Source passage:
* * *

Skip to content

zmr/namsel

Repository files navigation

NOTE: THIS PROJECT IS NO LONGER BEING DEVELOPED. If you are looking for a replacement, Google's Compute Vision API provides fairly accurate OCR on u-chen texts.

Namsel OCR

An OCR application focused on machine-print Tibetan text

Tested only on Ubuntu 14.04 and higher.

An overview of the Namsel project can be found in our article in the journal Himalayan Linguistics.

Check out our library partner for already OCR'd digital text: http://tbrc.org.

Install:

$ bash ubuntu_install.sh

This will install required packages, build the cython modules, unpack datasets, and initiate training for the classifiers. Note that training (classify.py) takes up to an hour or more to complete.

Quickstart

To start, run preprocessing on folder of images:

$ ./namsel.py preprocess ~/myfolder

This will save new, preprocessed image in ~/myfolder/out. Preprocessing will take a few minutes depending on how many CPUs you have available and how many images are in the folder.

Next, run OCR. If pages are "book" (rather than "pecha") - style pages, do the following:

$ ./namsel.py recognize-volume --page_type=book --format=text ~/myfolder/out

To OCR a single page, use the recognize-page command and specify a single page file:

$ ./namsel.py recognize-page --page_type=book --format=text ~/myfolder/out/image-01.tif

OCR will run and save the results in a file called ocr_output.txt.

Preprocessing

Prior to using Namsel, documents in the form of PDFs or images need to be preprocessed. Preprocessing typically involves cleaning up images and putting them in a format Namsel expects.

Scanning documents

If you are scanning the documents to be OCR'd yourself, here are some tips for improving chances of getting high quality OCR results:

  • Scan in black and white
  • Scan at a relatively high resolution (400-600 dpi)

* * *

Stated goal A: Update the listing from the line with "Query: forested hillside" to the line with "[(191, 332), (207, 146)]", replacing "field-scouting log" with "survey record" and keeping all other wording unchanged.

Source records:
* * *

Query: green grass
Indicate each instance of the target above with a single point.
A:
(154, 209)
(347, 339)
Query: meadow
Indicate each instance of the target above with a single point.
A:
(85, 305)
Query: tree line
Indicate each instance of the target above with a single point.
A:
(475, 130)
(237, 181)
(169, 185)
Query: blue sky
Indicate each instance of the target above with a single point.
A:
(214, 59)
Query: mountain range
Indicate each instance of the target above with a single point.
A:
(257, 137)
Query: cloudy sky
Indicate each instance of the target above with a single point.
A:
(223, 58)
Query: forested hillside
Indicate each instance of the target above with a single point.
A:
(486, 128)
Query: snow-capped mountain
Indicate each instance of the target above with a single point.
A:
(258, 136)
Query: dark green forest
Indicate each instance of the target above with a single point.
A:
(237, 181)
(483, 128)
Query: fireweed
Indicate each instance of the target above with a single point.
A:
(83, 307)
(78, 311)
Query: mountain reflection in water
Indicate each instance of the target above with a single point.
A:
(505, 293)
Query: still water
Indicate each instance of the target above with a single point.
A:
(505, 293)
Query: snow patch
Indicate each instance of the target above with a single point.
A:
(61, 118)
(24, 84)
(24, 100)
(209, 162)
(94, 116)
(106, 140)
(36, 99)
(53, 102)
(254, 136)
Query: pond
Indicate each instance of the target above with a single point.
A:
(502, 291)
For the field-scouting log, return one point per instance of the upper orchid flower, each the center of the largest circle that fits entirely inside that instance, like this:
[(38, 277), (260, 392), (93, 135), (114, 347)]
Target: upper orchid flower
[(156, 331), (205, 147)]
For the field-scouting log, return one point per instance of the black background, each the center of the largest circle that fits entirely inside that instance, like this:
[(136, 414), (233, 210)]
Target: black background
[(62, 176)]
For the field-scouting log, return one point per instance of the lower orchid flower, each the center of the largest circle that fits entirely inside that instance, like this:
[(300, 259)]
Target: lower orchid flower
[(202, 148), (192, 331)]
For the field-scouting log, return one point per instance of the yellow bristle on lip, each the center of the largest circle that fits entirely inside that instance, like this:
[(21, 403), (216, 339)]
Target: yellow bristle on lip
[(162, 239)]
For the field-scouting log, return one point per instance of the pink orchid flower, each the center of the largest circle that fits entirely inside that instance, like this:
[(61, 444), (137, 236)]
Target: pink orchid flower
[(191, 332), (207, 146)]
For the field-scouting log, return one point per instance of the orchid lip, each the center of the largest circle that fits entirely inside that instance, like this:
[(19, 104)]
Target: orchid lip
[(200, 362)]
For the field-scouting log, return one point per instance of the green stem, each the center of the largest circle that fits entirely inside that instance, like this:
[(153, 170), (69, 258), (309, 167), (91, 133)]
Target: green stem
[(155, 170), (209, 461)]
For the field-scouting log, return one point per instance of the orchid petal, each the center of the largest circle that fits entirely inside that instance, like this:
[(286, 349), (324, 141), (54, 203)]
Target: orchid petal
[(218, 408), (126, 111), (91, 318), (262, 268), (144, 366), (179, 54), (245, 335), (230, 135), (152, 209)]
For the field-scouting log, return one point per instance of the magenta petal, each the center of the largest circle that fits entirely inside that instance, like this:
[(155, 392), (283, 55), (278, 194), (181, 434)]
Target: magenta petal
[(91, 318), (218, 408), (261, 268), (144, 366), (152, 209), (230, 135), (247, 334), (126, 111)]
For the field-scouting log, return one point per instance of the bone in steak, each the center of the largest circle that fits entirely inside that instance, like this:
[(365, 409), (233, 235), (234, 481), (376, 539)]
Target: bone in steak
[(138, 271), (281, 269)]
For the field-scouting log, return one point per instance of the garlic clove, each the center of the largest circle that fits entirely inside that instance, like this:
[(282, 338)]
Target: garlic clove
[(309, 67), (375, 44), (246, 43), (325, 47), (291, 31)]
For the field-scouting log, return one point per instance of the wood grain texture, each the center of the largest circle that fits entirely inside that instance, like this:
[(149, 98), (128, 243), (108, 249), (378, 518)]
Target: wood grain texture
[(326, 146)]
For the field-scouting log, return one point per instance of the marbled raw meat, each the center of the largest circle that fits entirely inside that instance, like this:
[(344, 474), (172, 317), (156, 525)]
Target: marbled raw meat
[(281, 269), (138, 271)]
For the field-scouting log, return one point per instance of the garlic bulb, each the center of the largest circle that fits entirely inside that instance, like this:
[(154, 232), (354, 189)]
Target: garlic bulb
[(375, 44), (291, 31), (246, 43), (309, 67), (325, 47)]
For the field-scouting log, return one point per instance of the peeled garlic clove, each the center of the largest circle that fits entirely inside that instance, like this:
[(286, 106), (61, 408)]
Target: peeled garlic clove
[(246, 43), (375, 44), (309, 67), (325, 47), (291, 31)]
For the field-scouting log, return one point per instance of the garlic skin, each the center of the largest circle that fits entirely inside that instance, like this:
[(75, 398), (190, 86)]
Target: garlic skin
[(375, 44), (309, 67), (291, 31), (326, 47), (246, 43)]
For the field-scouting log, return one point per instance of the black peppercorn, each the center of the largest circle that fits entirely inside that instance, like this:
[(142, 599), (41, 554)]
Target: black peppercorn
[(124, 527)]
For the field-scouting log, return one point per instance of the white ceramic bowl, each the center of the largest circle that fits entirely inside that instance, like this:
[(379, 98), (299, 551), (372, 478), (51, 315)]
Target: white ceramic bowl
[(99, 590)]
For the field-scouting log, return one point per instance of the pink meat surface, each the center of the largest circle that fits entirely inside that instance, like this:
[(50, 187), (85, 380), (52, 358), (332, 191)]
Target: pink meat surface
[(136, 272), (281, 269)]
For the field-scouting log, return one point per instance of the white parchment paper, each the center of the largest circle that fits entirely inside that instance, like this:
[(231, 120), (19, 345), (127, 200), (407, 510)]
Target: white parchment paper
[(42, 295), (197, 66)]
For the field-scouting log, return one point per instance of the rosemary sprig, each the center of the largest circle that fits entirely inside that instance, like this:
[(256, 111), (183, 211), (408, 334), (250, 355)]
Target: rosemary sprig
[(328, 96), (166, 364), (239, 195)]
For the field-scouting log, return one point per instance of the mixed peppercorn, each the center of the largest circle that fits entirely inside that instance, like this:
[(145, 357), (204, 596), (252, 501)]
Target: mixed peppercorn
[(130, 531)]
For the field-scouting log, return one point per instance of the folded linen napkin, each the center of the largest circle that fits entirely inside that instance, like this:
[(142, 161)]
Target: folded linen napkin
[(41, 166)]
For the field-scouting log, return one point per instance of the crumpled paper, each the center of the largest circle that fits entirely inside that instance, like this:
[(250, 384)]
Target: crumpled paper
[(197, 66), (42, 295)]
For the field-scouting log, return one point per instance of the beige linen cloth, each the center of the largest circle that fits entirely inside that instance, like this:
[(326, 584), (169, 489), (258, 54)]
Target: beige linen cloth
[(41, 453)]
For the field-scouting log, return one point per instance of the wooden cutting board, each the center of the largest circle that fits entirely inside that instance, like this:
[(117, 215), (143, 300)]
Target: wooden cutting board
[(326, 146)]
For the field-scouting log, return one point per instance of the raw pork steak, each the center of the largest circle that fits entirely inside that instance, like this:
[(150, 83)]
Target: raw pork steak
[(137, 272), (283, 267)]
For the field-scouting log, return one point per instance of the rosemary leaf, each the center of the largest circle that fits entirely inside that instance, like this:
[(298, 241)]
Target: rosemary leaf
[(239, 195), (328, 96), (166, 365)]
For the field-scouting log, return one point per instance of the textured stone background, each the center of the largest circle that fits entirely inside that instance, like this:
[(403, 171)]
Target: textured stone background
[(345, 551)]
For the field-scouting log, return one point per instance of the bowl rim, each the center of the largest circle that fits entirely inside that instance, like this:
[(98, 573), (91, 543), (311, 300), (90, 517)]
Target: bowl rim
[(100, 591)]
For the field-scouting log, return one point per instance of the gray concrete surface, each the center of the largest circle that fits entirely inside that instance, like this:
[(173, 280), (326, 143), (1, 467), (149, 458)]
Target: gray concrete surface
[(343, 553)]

* * *

Stated goal B: Based on the Namsel OCR page, decide whether each statement holds, giving yes or no and quoting the deciding words: (i) Training the classifiers can take an hour or more. (ii) Namsel has been tested on Windows. (iii) The page recommends scanning at 200-300 dpi.

Written reply A:
Query: forested hillside
Indicate each instance of the target above with a single point.
A:
(486, 128)
Query: snow-capped mountain
Indicate each instance of the target above with a single point.
A:
(258, 136)
Query: dark green forest
Indicate each instance of the target above with a single point.
A:
(237, 181)
(483, 128)
Query: fireweed
Indicate each instance of the target above with a single point.
A:
(83, 307)
(78, 311)
Query: mountain reflection in water
Indicate each instance of the target above with a single point.
A:
(505, 293)
Query: still water
Indicate each instance of the target above with a single point.
A:
(505, 293)
Query: snow patch
Indicate each instance of the target above with a single point.
A:
(61, 118)
(24, 84)
(24, 100)
(209, 162)
(94, 116)
(106, 140)
(36, 99)
(53, 102)
(254, 136)
Query: pond
Indicate each instance of the target above with a single point.
A:
(502, 291)
For the survey record, return one point per instance of the upper orchid flower, each the center of the largest circle that fits entirely inside that instance, like this:
[(38, 277), (260, 392), (93, 135), (114, 347)]
Target: upper orchid flower
[(156, 331), (205, 147)]
For the survey record, return one point per instance of the black background, each the center of the largest circle that fits entirely inside that instance, like this:
[(136, 414), (233, 210)]
Target: black background
[(62, 176)]
For the survey record, return one point per instance of the lower orchid flower, each the center of the largest circle that fits entirely inside that instance, like this:
[(300, 259)]
Target: lower orchid flower
[(202, 148), (192, 331)]
For the survey record, return one point per instance of the yellow bristle on lip, each the center of the largest circle that fits entirely inside that instance, like this:
[(21, 403), (216, 339)]
Target: yellow bristle on lip
[(162, 239)]
For the survey record, return one point per instance of the pink orchid flower, each the center of the largest circle that fits entirely inside that instance, like this:
[(61, 444), (137, 236)]
Target: pink orchid flower
[(191, 332), (207, 146)]

Written reply B:
(i) Yes: "Note that training (classify.py) takes up to an hour or more to complete."
(ii) No: "Tested only on Ubuntu 14.04 and higher."
(iii) No: "Scan at a relatively high resolution (400-600 dpi)"